__PAGE EXCERPT__.

No discussion of C switch statements is complete without a reference to Duff's device: https://en.wikipedia.org/wiki/Duffs_device


You had me at: "interlacing the structures of a switch and a loop"


Not really a brain teaser: the only case being the default, and the rest simply being labels, makes for a very straightforward program.


Right, the point being that you can compile an "almost correct"-looking switch statement with labels instead of actual case statements.


Don't you need to say "case" before every case statement?


Precisely the issue, very easy to miss, still compiles, looks normal.


    $ echo $CFLAGS
    -Werror -Wall -Wextra -Wold-style-definition -Wmissing-declarations -Wredundant-decls -Wmissing-noreturn -Wshadow -Wpointer-arith -Wcast-align -Wwrite-strings -Winline -Wformat-nonliteral -Wformat-security -Wswitch-enum -Wswitch-default -Winit-self -Wmissing-include-dirs -Wundef -Waggregate-return -Wmissing-format-attribute -Wnested-externs -std=c11 -pedantic


Nice safer CFLAGS :-) But yeah, that's why this is a "brain teaser" rather than a "compiler teaser." It's not that it _can't_ be caught with a compiler, just that it's easy to miss and acceptable to compilers with default flags.

__Data records__.
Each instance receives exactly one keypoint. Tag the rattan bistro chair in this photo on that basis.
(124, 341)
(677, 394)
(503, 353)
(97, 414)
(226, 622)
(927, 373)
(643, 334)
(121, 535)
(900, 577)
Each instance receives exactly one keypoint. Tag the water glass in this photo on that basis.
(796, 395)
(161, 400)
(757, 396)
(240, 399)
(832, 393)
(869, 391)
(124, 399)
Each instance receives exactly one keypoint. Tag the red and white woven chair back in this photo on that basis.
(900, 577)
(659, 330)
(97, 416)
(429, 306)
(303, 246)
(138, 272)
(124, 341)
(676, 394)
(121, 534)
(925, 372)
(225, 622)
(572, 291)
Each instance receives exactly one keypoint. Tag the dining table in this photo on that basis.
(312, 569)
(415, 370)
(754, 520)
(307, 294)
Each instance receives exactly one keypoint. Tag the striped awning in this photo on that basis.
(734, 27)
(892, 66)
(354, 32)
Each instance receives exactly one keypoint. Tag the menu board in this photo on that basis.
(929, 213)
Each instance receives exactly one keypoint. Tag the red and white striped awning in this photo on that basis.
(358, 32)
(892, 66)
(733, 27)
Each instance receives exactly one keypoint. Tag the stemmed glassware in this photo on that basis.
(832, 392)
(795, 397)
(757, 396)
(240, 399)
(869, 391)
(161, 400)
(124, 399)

__PROBLEMS TO SOLVE__.
1 – Answer these questions about the comment thread on C switch statements:
(a) Which device does the first comment say no discussion of C switch statements is complete without?
(b) What does one comment say can be compiled in place of actual case statements?
(c) With what kind of compiler flags does the last comment say the mistake is accepted?
2 – Output the part of the comment thread on C switch statements starting at "Not really a" and ending at "every case statement?".
3 – Continue the comment thread on C switch statements with the next reply after its final comment.

__WRITTEN ANSWERS__.
1 –
(a) Duff's device.
(b) An "almost correct"-looking switch statement with labels instead of actual case statements.
(c) Default flags.

2 –
Not really a brain teaser: the only case being the default, and the rest simply being labels, makes for a very straightforward program.


Right, the point being that you can compile an "almost correct"-looking switch statement with labels instead of actual case statements.


Don't you need to say "case" before every case statement?

3 –
Is this supposed to reveal something insightful about switch statements in C?


That you can compile with with labels instead of _any_ actual case statements :-) although your source, at a cursory glance, looks like it has valid cases defined.


This is why you compile with -Wall and -Werror...


Maybe if you've never written C before...


How obvious!

And yet I missed it :(


-Wswitch-enum


-Werror=switch-enum -Werror=unused-label

(but you get the point :D)


that's why it's a "Brain teaser" and not a "compiler teaser."

If you were inspecting code without a compiler it's easier to miss.

The standard '-Wall -Werror' catches it (arguably, it'd be nice if everyone _at least_ did -Wall by default).